**What to do**
Count the lines in the items below that contain the string "ceiling", treating uppercase and lowercase as different. Give only the number.

***** Data extract

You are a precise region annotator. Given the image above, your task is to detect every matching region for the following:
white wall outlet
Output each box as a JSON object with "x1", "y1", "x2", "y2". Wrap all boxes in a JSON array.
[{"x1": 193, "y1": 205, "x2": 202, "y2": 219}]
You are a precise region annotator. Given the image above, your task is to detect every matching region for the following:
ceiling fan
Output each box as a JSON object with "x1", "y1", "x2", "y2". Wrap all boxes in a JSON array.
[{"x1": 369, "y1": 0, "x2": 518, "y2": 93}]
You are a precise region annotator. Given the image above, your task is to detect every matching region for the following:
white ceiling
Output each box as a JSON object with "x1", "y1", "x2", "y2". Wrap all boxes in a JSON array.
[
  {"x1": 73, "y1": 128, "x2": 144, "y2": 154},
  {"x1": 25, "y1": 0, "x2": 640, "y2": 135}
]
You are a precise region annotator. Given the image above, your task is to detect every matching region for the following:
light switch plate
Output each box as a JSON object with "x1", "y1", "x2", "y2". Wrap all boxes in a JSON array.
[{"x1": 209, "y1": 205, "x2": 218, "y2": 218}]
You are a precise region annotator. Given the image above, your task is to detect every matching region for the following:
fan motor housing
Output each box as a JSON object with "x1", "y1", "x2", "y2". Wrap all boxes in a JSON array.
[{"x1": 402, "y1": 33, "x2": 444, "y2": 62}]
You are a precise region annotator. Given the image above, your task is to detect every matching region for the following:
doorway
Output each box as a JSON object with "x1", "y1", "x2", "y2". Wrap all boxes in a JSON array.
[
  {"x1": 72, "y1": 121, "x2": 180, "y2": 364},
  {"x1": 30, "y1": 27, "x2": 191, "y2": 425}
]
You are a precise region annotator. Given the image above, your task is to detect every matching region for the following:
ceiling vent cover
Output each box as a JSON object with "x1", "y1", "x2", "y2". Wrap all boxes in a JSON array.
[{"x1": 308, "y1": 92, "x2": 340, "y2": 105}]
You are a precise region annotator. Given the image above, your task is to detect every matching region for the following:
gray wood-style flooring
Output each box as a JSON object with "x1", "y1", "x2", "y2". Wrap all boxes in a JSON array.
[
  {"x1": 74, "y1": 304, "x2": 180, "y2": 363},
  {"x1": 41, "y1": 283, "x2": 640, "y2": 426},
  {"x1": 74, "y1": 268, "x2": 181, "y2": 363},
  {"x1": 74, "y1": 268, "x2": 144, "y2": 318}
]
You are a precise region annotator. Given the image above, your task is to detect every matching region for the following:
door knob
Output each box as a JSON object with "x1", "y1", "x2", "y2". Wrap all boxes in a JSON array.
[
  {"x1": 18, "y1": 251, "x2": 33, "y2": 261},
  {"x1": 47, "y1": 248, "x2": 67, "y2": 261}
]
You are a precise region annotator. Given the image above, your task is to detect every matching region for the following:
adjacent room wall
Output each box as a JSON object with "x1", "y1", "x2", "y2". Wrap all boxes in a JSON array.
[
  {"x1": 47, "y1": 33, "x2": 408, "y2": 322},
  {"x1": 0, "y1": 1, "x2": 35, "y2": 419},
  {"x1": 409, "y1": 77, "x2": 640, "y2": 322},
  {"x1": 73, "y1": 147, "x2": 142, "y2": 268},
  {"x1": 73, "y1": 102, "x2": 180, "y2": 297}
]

**********
***** Data extract

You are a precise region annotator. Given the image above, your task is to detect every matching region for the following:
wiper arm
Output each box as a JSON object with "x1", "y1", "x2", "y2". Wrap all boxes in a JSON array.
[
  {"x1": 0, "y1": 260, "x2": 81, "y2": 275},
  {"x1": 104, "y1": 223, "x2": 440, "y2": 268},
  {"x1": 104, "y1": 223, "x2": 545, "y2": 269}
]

**********

**Answer to this exercise**
3